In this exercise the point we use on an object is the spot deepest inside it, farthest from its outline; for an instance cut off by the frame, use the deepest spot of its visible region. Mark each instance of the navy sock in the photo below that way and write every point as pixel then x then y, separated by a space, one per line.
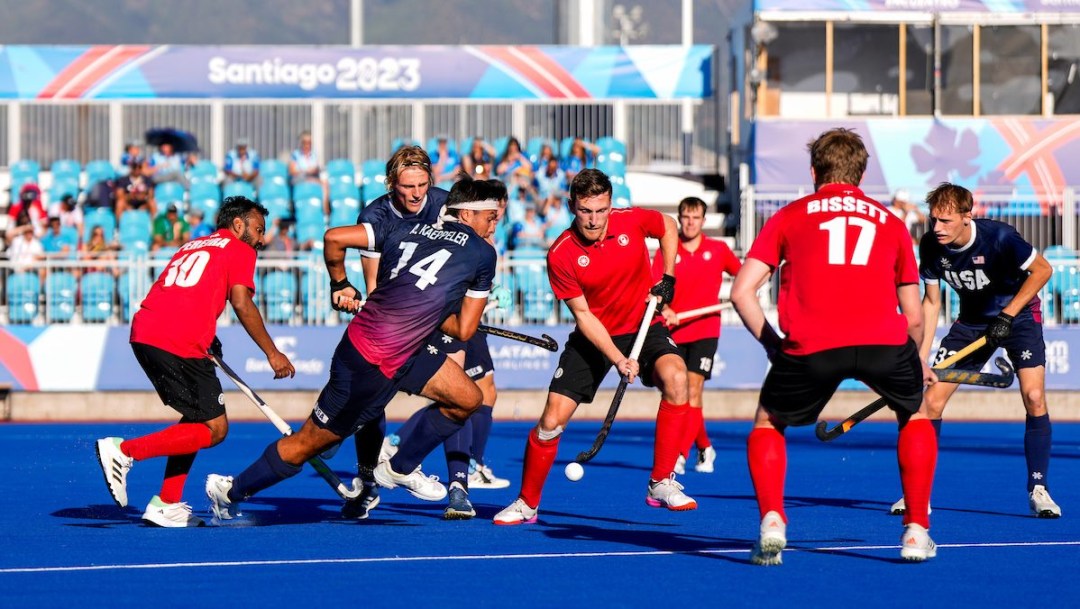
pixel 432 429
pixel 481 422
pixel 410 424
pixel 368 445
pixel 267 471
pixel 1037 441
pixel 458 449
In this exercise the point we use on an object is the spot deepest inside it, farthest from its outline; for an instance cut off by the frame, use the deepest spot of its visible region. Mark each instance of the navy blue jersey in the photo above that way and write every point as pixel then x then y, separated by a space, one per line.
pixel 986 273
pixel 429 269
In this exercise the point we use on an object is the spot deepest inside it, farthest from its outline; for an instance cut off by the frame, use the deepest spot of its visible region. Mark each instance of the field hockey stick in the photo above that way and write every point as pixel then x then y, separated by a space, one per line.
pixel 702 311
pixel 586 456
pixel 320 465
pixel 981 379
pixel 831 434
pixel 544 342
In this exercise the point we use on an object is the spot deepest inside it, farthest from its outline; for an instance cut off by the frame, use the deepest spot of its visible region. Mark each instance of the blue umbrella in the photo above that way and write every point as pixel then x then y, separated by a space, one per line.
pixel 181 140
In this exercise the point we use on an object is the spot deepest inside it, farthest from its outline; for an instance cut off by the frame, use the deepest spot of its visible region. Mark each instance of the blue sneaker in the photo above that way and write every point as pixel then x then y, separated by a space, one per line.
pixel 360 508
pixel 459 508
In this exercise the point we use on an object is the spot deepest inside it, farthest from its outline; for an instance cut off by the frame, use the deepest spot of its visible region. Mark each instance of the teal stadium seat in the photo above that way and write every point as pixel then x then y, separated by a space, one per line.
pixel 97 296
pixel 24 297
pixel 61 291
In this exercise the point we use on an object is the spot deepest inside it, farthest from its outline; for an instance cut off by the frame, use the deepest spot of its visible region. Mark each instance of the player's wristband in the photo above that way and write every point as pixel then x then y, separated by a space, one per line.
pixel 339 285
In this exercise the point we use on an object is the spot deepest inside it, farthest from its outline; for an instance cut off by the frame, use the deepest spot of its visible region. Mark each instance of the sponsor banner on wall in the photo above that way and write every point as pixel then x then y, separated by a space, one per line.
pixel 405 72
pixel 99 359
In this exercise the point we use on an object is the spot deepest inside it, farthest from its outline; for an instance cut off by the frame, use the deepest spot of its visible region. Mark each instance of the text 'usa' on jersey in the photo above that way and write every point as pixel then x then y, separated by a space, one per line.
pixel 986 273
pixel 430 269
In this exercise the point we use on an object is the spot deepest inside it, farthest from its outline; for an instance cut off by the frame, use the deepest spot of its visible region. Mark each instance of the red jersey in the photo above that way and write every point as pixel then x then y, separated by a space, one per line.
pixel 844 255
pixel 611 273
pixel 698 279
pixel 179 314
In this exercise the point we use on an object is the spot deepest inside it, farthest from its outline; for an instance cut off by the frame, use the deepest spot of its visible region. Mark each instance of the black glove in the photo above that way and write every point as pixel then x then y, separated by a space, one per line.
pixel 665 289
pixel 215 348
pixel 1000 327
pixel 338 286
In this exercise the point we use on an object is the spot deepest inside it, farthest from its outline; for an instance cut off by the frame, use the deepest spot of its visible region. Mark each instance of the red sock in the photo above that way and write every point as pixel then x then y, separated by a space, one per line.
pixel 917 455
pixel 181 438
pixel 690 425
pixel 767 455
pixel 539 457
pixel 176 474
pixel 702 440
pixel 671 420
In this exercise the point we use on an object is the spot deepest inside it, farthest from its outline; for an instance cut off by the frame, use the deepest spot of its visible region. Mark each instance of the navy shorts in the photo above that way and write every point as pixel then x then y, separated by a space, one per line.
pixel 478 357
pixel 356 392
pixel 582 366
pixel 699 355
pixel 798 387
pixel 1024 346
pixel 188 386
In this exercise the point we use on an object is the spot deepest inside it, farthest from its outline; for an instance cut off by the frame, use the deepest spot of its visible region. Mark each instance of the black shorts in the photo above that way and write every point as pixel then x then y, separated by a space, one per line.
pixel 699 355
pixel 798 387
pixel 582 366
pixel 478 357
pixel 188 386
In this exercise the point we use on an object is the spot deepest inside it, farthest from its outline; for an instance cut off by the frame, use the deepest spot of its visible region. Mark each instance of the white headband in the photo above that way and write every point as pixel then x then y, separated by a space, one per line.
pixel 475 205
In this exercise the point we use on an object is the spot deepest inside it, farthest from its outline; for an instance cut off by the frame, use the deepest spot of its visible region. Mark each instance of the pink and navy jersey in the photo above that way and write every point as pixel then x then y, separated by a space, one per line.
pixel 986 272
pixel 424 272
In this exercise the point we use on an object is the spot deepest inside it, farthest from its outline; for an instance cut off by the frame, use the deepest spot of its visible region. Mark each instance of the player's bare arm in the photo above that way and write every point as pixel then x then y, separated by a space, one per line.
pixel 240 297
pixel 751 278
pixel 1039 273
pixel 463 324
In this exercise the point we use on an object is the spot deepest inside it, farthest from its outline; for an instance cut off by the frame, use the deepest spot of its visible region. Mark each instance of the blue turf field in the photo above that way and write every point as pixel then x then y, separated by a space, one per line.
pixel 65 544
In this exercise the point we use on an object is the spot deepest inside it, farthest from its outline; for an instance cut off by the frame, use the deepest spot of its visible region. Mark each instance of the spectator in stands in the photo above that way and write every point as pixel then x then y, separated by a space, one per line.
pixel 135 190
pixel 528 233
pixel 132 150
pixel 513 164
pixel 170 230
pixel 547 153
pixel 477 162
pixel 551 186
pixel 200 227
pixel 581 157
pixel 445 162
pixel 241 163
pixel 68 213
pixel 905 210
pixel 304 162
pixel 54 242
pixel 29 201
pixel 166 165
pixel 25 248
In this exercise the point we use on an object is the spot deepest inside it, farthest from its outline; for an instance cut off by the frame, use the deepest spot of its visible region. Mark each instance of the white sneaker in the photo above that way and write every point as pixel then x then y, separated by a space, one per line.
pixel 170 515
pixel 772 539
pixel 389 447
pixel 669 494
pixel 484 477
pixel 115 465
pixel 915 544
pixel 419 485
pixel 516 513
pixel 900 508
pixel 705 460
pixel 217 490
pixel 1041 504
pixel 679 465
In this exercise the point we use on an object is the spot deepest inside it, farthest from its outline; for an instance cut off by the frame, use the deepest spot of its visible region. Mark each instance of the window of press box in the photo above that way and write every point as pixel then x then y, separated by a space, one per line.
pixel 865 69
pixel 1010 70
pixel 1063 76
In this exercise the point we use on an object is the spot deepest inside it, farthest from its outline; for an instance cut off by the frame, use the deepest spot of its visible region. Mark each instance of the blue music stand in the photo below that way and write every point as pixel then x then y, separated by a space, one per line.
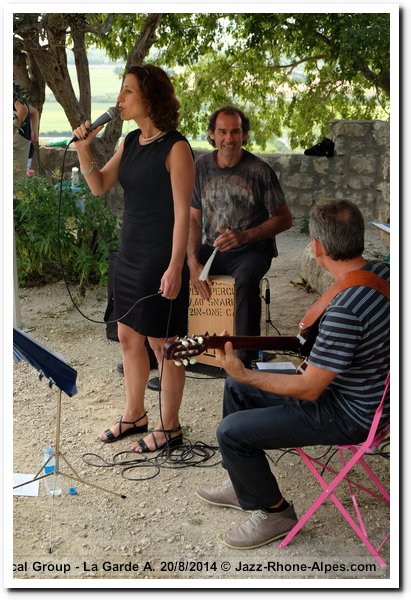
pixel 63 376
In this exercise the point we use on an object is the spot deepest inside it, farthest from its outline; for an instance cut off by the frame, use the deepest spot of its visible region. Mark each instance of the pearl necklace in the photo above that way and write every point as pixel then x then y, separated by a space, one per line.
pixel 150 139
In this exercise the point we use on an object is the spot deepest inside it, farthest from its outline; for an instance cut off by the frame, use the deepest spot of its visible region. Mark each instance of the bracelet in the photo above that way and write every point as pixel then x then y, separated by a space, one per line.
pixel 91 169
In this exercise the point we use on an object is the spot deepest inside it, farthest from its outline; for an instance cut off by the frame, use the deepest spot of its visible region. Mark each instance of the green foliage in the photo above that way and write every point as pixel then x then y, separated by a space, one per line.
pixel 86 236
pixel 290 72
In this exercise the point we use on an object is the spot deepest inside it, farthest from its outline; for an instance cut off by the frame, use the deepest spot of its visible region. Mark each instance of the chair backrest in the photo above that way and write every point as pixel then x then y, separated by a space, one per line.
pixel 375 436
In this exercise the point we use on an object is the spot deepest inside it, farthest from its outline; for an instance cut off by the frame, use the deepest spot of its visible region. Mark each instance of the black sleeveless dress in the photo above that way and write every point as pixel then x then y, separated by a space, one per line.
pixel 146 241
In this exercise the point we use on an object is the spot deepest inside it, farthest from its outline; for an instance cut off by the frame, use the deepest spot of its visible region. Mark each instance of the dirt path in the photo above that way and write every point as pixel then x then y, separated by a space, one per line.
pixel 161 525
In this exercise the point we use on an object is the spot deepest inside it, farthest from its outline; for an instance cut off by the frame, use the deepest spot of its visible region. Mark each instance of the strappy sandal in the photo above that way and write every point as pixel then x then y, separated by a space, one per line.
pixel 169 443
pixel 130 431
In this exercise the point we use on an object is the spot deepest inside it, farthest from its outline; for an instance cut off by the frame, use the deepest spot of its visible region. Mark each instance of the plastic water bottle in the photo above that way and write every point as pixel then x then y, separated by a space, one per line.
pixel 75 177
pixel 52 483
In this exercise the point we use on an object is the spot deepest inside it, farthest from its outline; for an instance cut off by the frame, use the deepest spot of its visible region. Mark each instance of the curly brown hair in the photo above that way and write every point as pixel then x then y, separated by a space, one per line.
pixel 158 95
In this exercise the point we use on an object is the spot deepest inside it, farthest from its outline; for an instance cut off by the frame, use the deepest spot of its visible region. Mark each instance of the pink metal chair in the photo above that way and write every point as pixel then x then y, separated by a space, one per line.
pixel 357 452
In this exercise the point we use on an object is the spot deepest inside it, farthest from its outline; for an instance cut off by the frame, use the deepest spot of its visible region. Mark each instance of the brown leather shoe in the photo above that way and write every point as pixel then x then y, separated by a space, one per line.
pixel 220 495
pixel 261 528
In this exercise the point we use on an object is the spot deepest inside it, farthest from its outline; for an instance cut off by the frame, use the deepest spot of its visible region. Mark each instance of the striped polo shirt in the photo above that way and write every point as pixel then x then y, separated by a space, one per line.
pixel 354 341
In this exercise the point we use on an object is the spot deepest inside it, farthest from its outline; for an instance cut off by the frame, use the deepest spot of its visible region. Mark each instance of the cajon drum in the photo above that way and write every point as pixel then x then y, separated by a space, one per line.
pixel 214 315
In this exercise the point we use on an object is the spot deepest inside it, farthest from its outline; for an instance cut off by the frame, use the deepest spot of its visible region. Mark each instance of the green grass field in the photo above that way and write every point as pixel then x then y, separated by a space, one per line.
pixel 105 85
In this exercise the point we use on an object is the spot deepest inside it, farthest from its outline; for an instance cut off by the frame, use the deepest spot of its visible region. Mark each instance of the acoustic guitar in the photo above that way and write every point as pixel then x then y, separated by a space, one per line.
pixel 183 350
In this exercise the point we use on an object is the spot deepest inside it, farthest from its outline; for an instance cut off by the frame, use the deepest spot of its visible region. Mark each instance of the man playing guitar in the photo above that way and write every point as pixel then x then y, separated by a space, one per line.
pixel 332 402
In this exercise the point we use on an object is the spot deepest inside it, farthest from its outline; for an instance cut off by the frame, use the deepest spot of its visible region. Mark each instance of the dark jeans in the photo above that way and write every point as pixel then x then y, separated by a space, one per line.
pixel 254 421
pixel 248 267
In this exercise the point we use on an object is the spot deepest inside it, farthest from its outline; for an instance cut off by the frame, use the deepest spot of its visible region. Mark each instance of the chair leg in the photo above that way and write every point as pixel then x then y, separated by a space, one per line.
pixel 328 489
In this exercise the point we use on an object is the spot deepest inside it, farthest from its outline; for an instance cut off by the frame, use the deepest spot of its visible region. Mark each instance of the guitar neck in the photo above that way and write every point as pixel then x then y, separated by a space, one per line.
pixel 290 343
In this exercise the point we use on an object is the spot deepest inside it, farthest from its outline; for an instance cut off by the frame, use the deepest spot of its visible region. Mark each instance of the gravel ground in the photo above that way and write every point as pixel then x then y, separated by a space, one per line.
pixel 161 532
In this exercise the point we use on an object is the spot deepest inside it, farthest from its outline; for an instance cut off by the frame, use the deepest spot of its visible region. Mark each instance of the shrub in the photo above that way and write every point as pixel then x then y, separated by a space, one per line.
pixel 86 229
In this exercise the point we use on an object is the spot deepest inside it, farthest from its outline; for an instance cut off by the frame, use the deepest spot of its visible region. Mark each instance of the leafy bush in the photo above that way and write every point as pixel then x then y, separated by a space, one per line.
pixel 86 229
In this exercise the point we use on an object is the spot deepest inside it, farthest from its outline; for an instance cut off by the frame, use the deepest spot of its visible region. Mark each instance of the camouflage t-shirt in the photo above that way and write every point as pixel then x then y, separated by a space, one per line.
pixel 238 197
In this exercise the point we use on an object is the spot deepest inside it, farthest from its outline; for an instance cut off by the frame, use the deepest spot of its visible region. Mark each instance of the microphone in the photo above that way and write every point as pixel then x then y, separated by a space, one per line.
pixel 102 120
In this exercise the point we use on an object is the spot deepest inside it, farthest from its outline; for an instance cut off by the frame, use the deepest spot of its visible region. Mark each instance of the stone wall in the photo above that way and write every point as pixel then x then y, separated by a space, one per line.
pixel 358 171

# [Short exercise]
Convert the rows into a two-column CSV with the headers instruction and answer, one line for each row, each field quoted and any line breaks replaced by spaces. Begin at the line that contains "the pink metal" and stop after the line that contains "pixel 261 528".

# [Correct answer]
instruction,answer
"In this exercise the point we use on an object is the spot deepest inside it, farthest from its outline; for an instance cut off by the frame, use the deepest spot of its visible region. Mark each instance of the pink metal chair in the photo above that way and write every point as pixel then x then y, separated by a space, one per line.","pixel 357 452"
"In this exercise the point we use on an object is the spot deepest inside it, farthest from its outline; for an instance cut off by the frame, use the deepest spot of its visible region. Mark each instance of the brown leather shoe in the photo above that way and write every point as pixel then x then y, separated by a space, one per line.","pixel 220 495 pixel 261 528"